======== PROVIDED ENTRIES ========
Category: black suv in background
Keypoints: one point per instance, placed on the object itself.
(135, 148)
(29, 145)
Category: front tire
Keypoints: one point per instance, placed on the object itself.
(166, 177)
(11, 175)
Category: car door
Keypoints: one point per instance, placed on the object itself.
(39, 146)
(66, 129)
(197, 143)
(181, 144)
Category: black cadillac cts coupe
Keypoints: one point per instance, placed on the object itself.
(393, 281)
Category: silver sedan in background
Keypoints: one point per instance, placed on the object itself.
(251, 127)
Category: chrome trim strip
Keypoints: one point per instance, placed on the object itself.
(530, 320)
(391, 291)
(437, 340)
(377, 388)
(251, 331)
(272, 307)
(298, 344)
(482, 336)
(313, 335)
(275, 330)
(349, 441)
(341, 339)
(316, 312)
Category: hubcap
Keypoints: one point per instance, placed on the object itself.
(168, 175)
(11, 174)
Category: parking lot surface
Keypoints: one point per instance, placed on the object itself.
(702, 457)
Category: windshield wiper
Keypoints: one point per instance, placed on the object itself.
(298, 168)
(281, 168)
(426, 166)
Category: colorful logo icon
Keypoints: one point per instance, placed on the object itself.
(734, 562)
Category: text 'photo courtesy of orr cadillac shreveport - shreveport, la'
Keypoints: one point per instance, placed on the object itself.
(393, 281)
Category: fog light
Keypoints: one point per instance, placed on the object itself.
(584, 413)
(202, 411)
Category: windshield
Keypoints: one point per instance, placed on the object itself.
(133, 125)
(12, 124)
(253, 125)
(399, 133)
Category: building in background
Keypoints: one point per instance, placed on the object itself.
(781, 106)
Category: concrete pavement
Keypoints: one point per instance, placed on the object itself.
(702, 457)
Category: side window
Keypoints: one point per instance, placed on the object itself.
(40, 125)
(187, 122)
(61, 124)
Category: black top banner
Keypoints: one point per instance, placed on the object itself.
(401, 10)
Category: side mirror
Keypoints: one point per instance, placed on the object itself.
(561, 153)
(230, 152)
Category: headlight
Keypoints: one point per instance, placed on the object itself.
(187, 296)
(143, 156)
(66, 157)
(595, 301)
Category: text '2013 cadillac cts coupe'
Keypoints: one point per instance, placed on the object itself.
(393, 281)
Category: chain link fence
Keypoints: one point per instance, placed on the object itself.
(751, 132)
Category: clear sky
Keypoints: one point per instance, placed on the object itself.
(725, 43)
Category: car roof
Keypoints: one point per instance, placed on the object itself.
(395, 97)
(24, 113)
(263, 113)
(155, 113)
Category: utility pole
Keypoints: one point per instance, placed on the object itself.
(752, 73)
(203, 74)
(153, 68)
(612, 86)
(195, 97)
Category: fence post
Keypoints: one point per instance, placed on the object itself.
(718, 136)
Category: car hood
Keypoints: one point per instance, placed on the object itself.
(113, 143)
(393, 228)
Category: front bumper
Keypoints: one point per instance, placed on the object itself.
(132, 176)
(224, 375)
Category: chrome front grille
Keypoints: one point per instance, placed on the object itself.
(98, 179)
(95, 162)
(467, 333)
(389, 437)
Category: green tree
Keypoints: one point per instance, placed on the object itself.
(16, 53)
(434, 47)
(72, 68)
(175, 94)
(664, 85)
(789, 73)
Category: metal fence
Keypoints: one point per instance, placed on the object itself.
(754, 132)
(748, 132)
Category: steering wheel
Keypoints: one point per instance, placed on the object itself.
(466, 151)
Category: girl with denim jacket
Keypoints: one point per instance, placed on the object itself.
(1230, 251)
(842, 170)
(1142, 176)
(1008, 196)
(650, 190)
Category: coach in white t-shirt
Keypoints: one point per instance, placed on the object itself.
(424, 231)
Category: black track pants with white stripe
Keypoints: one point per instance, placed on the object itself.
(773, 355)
========
PROBLEM — Restate all the material exactly, word for word.

RESPONSE TO THIS EXERCISE —
Category: black suv in background
Keypoints: one point per instance, placed on the object itself.
(135, 148)
(29, 145)
Category: front tire
Keypoints: one point per instance, placed on the object itself.
(166, 177)
(11, 175)
Category: car door
Keypoints: one point per instance, placed on the object itself.
(39, 146)
(66, 129)
(197, 143)
(181, 144)
Category: black cadillac cts coupe
Keypoints: one point per instance, placed on the object itself.
(393, 281)
Category: silver sedan in background
Keypoints: one point per instance, placed on the object itself.
(251, 127)
Category: chrome trim strip
Keypoints: one point per instance, placed on the object itself.
(530, 320)
(391, 291)
(437, 340)
(377, 388)
(251, 331)
(272, 307)
(298, 344)
(482, 336)
(313, 335)
(275, 330)
(349, 441)
(341, 339)
(316, 312)
Category: hubcap
Keypoints: one point per instance, placed on the object itself.
(168, 175)
(11, 174)
Category: parking lot surface
Keypoints: one point per instance, placed on the object itself.
(702, 457)
Category: windshield wiper
Keypoints: one point per instance, placed on the object itself.
(298, 168)
(281, 168)
(426, 166)
Category: colorful logo icon
Keypoints: one point per instance, placed on the object itself.
(734, 562)
Category: text 'photo courtesy of orr cadillac shreveport - shreveport, la'
Keypoints: one point per instance, placed on the object itself.
(393, 281)
Category: fog light
Keypoints: one point per instance, placed on the object itself.
(584, 413)
(202, 411)
Category: windshield
Keypoints: one point per instance, placed on the object itself.
(133, 125)
(12, 124)
(253, 125)
(399, 133)
Category: building in background
Keypoints: one point per instance, placed on the object itself.
(781, 106)
Category: concrete pavement
Keypoints: one point per instance, placed on the object itself.
(702, 457)
Category: side window
Keypoints: one point per instance, placed on the object itself.
(40, 125)
(187, 122)
(61, 124)
Category: black top banner
Keypoints: one point per instance, placed on the object itself.
(401, 10)
Category: side mirror
Keypoints: one point per instance, placed on the object itself.
(561, 153)
(230, 152)
Category: headlight
Keypoints: one point per instance, placed on the object itself.
(187, 296)
(143, 156)
(66, 157)
(595, 301)
Category: text '2013 cadillac cts coupe'
Keypoints: one point per instance, placed on the object itself.
(393, 281)
Category: chain link fence
Keypoints: one point per instance, placed on the object itself.
(751, 132)
Category: clear sky
Keypoints: one point per instance, placed on the object itself.
(725, 43)
Category: car roof
Keypoints: one point per instance, placed on the object itself.
(395, 97)
(24, 113)
(263, 113)
(155, 113)
Category: utility pole
Keypoints: one point per instance, placed on the object itself.
(752, 73)
(203, 74)
(153, 68)
(612, 86)
(195, 97)
Category: fence post
Keypoints: one point per instance, placed on the object itself.
(718, 136)
Category: car hood
Keypoints: one point per instance, placed on the object itself.
(113, 143)
(393, 228)
Category: front bumper
Keypoints: one point per instance, placed on the object itself.
(132, 176)
(224, 375)
Category: chrome front grille
Keypoints: one point per instance, placed on the object itself.
(98, 179)
(95, 162)
(467, 333)
(389, 437)
Category: green tree
Keypoints: one point per instance, placed on the object itself.
(16, 53)
(434, 47)
(72, 68)
(175, 94)
(664, 85)
(789, 73)
Category: metal fence
Keypoints: one point per instance, placed on the object itself.
(754, 132)
(748, 132)
Category: steering wheel
Keypoints: one point per instance, placed on the object itself.
(466, 151)
Category: girl with denim jacket
Keypoints: one point per instance, placed on the object itself.
(1230, 251)
(842, 170)
(1142, 176)
(1008, 196)
(650, 190)
Category: coach in white t-shirt
Keypoints: one point per instance, placed on the object itself.
(424, 231)
Category: black track pants with white stripe
Keypoints: one point per instance, placed on the object itself.
(773, 355)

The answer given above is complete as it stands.